_What to do_
From first line to last, give the material again unchanged.

_Information shown_
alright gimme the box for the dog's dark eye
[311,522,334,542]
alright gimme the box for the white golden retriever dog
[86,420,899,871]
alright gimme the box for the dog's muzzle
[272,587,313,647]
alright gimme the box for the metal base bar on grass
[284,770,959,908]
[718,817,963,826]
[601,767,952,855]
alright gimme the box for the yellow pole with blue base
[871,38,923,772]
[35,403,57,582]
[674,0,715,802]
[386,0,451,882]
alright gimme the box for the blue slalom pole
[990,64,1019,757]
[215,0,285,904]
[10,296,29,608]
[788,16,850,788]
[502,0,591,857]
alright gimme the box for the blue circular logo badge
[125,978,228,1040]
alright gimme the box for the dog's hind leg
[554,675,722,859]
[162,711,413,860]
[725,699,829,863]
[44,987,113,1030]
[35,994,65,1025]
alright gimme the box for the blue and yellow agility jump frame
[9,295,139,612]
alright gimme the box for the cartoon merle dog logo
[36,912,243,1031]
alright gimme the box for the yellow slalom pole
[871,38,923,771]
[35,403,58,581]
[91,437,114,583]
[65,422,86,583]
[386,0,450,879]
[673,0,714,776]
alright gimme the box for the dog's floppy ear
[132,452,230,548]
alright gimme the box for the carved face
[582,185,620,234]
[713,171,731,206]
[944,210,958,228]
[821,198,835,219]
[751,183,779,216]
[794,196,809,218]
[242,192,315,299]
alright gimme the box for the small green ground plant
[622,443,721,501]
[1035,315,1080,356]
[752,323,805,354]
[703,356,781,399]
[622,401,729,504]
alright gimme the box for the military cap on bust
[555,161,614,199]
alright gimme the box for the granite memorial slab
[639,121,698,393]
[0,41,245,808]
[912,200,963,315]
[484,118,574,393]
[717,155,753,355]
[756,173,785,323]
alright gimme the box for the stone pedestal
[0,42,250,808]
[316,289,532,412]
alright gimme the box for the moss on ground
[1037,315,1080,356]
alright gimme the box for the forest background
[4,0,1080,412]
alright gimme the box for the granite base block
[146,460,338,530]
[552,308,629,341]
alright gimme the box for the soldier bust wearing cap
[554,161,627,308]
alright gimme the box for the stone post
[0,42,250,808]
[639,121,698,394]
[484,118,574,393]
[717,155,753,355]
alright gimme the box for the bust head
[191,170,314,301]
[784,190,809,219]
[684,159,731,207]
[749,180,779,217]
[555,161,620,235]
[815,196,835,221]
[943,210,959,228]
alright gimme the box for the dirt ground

_Response_
alright gimme the box for the dog's dark eye
[311,522,334,542]
alright gimme the box for the white golden retriever dog
[86,420,899,871]
alright gimme the box for the dog's muzzle
[272,587,313,647]
alright gimme the box for the metal base bar on grass
[284,770,959,908]
[718,817,963,826]
[601,767,952,855]
alright gimme the box for the yellow pole with blue base
[871,38,923,772]
[35,403,57,582]
[674,0,715,802]
[386,0,451,882]
alright gimme the box for the blue slalom pole
[990,64,1019,757]
[215,0,285,904]
[10,296,29,608]
[788,16,850,788]
[502,0,591,857]
alright gimme the box for the blue circular logo badge
[125,978,228,1040]
alright gimme the box for the dog's hind leg
[554,675,722,859]
[162,711,413,860]
[725,699,829,863]
[44,987,113,1030]
[35,994,65,1025]
alright gimme the box for the blue and yellow agility jump frame
[9,295,139,612]
alright gimme the box for the cartoon merle dog logo
[36,912,243,1031]
alright gimme the box for the yellow slalom pole
[871,38,923,771]
[35,403,58,581]
[91,437,114,583]
[65,422,86,583]
[386,0,450,879]
[673,0,714,776]
alright gimme the box for the dog's floppy ear
[132,452,230,548]
alright gimme the box for the carved face
[582,185,620,234]
[713,171,731,206]
[944,210,958,228]
[821,198,835,219]
[751,183,779,216]
[794,196,809,218]
[242,192,315,299]
alright gimme the box for the small green ground plant
[622,443,721,501]
[1035,315,1080,356]
[752,323,805,354]
[703,356,781,399]
[622,401,729,504]
alright gimme the box for the military cap on bust
[555,161,614,199]
alright gimme the box for the granite memorial slab
[639,121,698,393]
[0,41,245,808]
[912,200,963,315]
[484,118,574,393]
[717,155,753,355]
[756,173,785,323]
alright gimme the box for the stone pedestal
[0,42,250,808]
[316,289,532,412]
alright gimme the box for the moss on ground
[1037,315,1080,356]
alright gimme the box for the forest background
[4,0,1080,412]
alright gimme the box for the granite base block
[146,460,338,530]
[552,308,629,341]
alright gimme the box for the soldier bust wearing cap
[554,161,627,308]
alright gimme the box for the stone post
[0,42,250,808]
[639,121,698,394]
[484,118,574,393]
[717,155,753,355]
alright gimme the box for the bust head
[191,170,314,301]
[784,190,809,219]
[684,159,731,207]
[749,180,779,217]
[555,161,620,235]
[815,196,835,221]
[943,210,959,228]
alright gimme the box for the dirt ground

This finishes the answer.